_Extract to read_:
※ ※ ※

Hog farming has always been an important part of North Carolina’s agriculture. However, lenient environmental regulations and local zoning exemptions attracted corporations like Smithfield and Premium Standard Farms in the 1990s, and hog farming in the state has never been the same (1).

Another key trend - and a contributing factor to the number and size of North Carolina's hog farms - deals with the environmental management of the industry. Originally, waste from hog farming was allowed to be stored in large lakes, called lagoons; material from the lagoons was then sprayed onto fields that contained crops. This created an economically feasible development for farmers, allowing them to raise hogs and grow crops on the same farm. Lenient environmental regulations and local zoning exemptions provided large-scale hog farms the opportunity to construct several mega farms throughout eastern North Carolina (2).

The lenient environmental regulations for hog farms is a controversial aspect of the pork production process in North Carolina, and led environmental and social advocacy groups to lobby for systemic change. Specifically, as a result of environmental concerns regarding hog waste, the North Carolina state government passed a bill in 1997 that placed a moratorium on construction of any new farms with over 250 hogs. The moratorium became law in 2007 (3).

The moratorium was put in place to allow for the research, development, and implementation of environmentally superior technologies (ESTs). Because of this moratorium, North Carolina has been a leader in hog waste management in the country, and may one day serve as the model for other states. The moratorium only limits new lagoon farms and does not apply for those using ESTs. In response to such environmental concerns, Smithfield Foods and Premium Standards Farms (PSF) signed an agreement with the Attorney General of North Carolina to give money to North Carolina State University to invest in "superior waste technologies."

The Smithfield Agreement

The exponential growth of hogs in North Carolina raised environmental concerns regarding animal waste. In 1999, Hurricane Floyd flooded hog waste pools, called lagoons and contaminated local water supply. In 2000, the Attorney General of North Carolina entered into agreements with Smithfield Foods and its subsidiaries, and Premium Standard Farms (bought by Smithfield in 2007), under which both companies agreed to fund a project that would develop superior waste techniques for use on North Carolina hog farms (4). Frontline Farmers, an independent group of contract farmers in North Carolina, although not part of funding the research, agreed in 2002 to cooperate with any of the new implementations (5). In total, $17.1 million was earmarked for the environmentally superior technologies (EST) identification and development initiative to help increase environmentally friendly hog waste management (6). The moratorium became law in 2007, however economically viable alternatives for waste management are not readily available. Additionally due to loopholes in the legislation wording that allowed for operations to expand to land purchased and permitted before the 1997 moratorium, lagoon based waste management is still prevalent (3).

※ ※ ※

_Source material_:
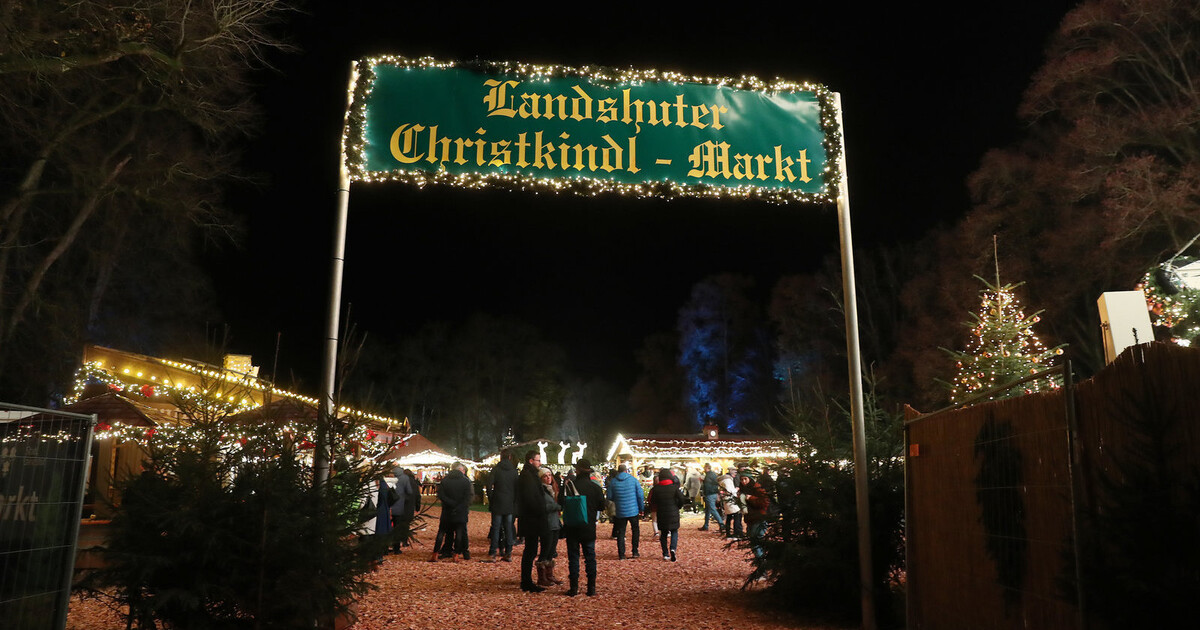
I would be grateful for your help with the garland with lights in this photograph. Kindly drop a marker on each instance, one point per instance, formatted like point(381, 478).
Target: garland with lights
point(1002, 348)
point(354, 136)
point(370, 442)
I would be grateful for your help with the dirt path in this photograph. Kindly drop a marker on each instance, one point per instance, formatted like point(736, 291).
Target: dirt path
point(701, 591)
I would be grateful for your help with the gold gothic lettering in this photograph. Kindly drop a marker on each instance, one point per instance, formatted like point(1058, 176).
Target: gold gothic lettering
point(713, 160)
point(413, 143)
point(580, 106)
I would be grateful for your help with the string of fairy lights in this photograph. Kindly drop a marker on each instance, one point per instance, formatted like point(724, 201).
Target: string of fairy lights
point(354, 136)
point(227, 400)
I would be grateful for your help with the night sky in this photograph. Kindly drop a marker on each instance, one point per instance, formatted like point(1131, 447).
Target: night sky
point(925, 93)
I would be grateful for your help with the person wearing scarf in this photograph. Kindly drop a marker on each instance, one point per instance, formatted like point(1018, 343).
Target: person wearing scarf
point(553, 526)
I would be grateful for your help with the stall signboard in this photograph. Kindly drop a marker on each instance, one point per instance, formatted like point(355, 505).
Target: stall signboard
point(589, 130)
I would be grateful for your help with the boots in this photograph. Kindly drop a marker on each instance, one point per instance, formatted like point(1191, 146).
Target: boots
point(550, 573)
point(544, 575)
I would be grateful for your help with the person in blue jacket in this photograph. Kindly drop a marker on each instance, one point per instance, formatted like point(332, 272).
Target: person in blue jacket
point(625, 491)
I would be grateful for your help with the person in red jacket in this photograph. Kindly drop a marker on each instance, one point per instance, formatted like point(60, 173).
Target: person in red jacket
point(666, 497)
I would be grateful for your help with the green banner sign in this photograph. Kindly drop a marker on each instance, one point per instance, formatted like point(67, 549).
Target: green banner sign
point(591, 130)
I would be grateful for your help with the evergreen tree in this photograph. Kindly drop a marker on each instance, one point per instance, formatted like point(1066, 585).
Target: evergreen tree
point(1002, 347)
point(810, 553)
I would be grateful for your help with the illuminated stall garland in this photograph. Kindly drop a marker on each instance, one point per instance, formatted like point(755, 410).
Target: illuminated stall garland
point(179, 436)
point(354, 143)
point(659, 449)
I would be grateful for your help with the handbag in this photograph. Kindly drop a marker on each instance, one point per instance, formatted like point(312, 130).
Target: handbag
point(575, 505)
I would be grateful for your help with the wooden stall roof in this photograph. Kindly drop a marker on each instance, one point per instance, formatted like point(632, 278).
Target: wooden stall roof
point(696, 447)
point(113, 407)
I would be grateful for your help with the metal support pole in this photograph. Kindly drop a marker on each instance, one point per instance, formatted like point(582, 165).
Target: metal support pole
point(856, 384)
point(333, 318)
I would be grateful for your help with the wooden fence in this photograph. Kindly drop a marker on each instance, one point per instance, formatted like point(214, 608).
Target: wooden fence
point(997, 492)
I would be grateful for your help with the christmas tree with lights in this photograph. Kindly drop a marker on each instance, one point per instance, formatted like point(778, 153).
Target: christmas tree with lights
point(1002, 348)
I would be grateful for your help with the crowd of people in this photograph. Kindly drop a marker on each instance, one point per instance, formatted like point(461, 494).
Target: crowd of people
point(537, 509)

※ ※ ※

_Work instructions_:
• 1. Lay out the entries from the line containing "I would be grateful for your help with the metal" through the final entry, inclusive, as a two-column CSV with the headers instruction and points. Give one row per entry: its full request text in instruction and its answer in points, each as a single quoted field with line breaks replaced by spaces.
• 2. Pick up the passage on North Carolina hog farming after its last sentence and keep writing.

_Outputs for the tasks_:
• 1.
instruction,points
"I would be grateful for your help with the metal support pole in this photograph. Kindly drop a marker on each instance, one point per instance, formatted like point(582, 165). Target: metal support pole","point(856, 384) point(333, 318)"
"I would be grateful for your help with the wooden fence in this photograph. Kindly drop a marker on each instance, one point per instance, formatted like point(214, 608). Target: wooden fence","point(997, 492)"
"I would be grateful for your help with the christmas tree with lights in this photograph. Kindly drop a marker on each instance, one point per instance, formatted like point(778, 153). Target: christmas tree with lights","point(1002, 348)"
"I would be grateful for your help with the crowd of people in this photograph. Kindly drop a marker on each instance, one point per instance, formatted like point(461, 494). Target: crowd of people","point(537, 509)"

• 2.
The website of the Waste Management Program at North Carolina State University explains why the hog production system is a big public policy issue: "The vast majority of North Carolina's hog farms use the lagoon and spray field system to manage waste from animals. Pigs are raised in houses with slatted floors. Manure drops through the slats to a pit beneath the house. Periodically, the manure is flushed from houses to a lagoon, a large earthen basin, where microbes decompose the waste.

"Most lagoons are lake-like, so they tend over time to fill with liquid whenever there is an excess amount of rain. In order to keep the liquid in the lagoon at a manageable level, farmers spray the liquid on nearby fields, known as spray-fields, thus using the waste to add nutrients to the crops. This economically feasible system was created to maximize efficiency on hog farms, and well-kept lagoons have proved to be very profitable.

"However, the lagoon-spray field system is not without its own flaws. If not managed properly, lagoons can be a source of strong odor. Lagoons can also flood in the event of hurricanes, spilling their contents into nearby surface waters, and contaminating the local water supply."(6)

Hog farming is an important part of North Carolina's economy, and companies located here wish to maintain their relations with the state. Environmental groups, including the Environmental Defense, the Southern Environmental Law Center (SELC) and the NC Chapter of the Sierra Club lauded the signing of the agreement. (7)

Environmentally Superior Technologies (ESTs)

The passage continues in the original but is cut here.